What is being asked: Where in the listing does the word "sole" appear? Report each line that holds it.
== Task inputs ==
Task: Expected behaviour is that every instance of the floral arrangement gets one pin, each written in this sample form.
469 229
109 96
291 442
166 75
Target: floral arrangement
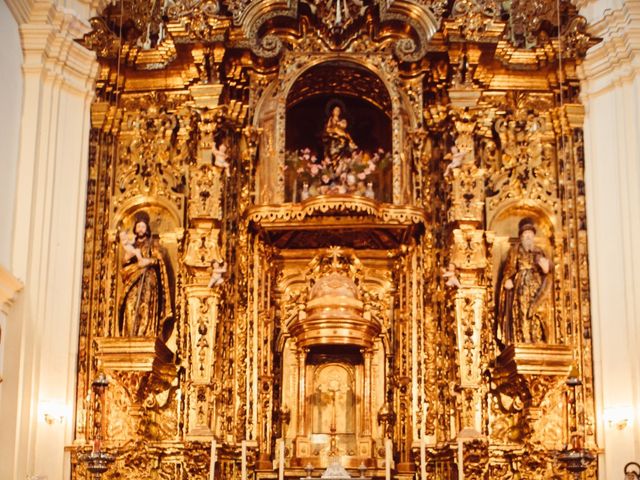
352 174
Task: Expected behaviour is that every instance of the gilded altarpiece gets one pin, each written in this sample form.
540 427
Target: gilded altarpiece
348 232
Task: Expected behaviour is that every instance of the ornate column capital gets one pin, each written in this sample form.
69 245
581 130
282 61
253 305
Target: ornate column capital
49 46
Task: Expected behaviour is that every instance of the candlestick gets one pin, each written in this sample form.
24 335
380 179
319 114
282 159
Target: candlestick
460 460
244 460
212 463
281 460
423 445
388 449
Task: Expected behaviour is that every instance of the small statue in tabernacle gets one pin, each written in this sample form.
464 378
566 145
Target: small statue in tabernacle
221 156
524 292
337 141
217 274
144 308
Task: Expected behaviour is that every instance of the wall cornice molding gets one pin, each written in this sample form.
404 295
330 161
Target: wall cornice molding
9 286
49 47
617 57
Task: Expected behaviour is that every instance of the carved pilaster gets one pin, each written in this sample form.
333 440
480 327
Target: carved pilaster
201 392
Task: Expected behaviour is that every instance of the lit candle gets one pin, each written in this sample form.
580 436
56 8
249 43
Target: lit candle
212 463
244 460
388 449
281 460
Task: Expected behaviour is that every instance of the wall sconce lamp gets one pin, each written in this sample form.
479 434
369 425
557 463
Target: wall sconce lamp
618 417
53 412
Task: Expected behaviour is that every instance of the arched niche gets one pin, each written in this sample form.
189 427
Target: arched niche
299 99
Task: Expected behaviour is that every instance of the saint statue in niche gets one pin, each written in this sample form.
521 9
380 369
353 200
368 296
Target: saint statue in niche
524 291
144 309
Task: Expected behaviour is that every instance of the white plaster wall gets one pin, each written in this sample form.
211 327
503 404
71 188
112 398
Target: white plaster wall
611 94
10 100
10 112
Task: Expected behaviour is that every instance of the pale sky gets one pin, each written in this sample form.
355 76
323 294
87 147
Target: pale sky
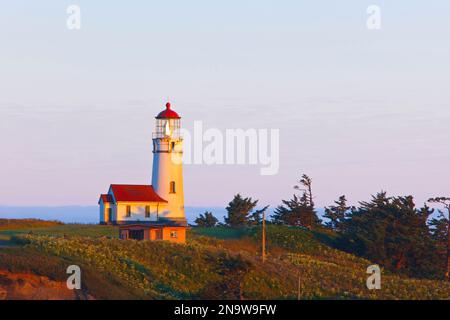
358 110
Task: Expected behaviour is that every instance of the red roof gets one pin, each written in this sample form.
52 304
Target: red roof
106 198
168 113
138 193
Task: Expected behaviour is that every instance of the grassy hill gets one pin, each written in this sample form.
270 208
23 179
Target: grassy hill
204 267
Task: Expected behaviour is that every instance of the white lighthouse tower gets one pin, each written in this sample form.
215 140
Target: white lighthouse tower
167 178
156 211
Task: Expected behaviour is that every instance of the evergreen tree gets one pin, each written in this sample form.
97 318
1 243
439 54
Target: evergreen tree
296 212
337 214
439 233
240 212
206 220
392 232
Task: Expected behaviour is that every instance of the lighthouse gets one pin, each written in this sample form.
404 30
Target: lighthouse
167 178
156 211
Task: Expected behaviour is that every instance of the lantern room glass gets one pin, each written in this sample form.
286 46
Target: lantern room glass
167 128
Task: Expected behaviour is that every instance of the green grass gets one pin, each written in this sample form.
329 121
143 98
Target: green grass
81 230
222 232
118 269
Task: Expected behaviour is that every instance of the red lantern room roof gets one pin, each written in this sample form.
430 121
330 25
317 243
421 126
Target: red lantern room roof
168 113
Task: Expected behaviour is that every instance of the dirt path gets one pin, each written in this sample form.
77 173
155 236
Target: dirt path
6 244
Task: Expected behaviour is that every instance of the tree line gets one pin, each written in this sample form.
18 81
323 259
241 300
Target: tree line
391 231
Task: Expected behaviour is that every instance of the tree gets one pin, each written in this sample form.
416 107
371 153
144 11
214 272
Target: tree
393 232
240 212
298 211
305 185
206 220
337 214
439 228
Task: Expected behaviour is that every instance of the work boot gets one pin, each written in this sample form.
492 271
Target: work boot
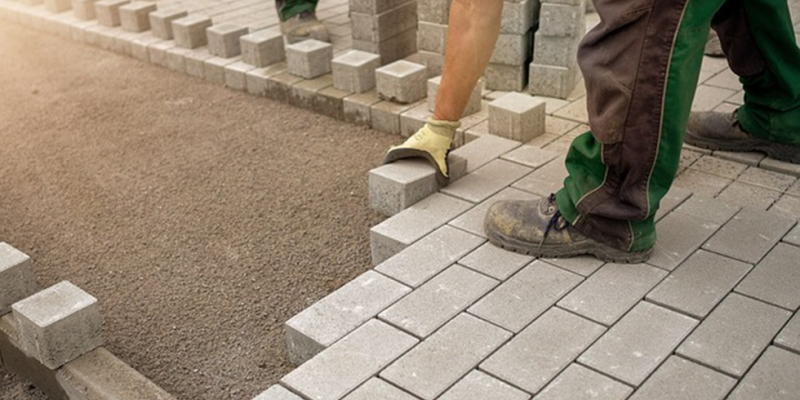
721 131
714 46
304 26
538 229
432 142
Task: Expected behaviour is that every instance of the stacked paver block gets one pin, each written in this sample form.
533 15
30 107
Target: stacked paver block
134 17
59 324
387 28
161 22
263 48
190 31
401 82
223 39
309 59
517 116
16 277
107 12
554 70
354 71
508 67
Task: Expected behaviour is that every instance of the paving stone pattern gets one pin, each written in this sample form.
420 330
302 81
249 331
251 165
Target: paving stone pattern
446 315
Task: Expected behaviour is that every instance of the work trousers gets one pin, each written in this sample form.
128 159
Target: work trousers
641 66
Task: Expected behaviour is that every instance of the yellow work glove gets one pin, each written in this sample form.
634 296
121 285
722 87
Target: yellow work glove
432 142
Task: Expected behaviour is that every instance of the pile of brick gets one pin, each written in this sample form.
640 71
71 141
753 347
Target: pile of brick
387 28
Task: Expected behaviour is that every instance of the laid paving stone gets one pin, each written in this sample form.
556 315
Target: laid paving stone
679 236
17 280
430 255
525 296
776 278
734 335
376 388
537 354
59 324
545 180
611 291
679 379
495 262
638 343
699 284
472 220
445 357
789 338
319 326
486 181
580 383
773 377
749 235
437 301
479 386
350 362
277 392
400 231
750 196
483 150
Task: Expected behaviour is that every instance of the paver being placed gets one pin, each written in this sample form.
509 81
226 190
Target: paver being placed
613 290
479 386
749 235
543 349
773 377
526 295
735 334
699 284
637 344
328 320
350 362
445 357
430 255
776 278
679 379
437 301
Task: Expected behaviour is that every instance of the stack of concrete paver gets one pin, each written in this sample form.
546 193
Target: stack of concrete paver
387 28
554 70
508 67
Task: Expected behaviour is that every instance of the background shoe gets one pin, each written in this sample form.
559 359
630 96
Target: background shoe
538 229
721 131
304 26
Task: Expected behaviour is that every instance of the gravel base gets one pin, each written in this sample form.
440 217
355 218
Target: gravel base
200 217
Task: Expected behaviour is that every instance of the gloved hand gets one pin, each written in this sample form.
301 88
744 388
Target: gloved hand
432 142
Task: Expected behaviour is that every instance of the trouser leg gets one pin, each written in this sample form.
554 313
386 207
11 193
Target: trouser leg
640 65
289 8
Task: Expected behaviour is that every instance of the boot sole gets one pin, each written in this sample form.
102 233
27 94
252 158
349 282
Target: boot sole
===
Task solution:
Task: Expected behaviour is that every instance of the boot sole gets one pin, each written in this sample form.
Target: boot sole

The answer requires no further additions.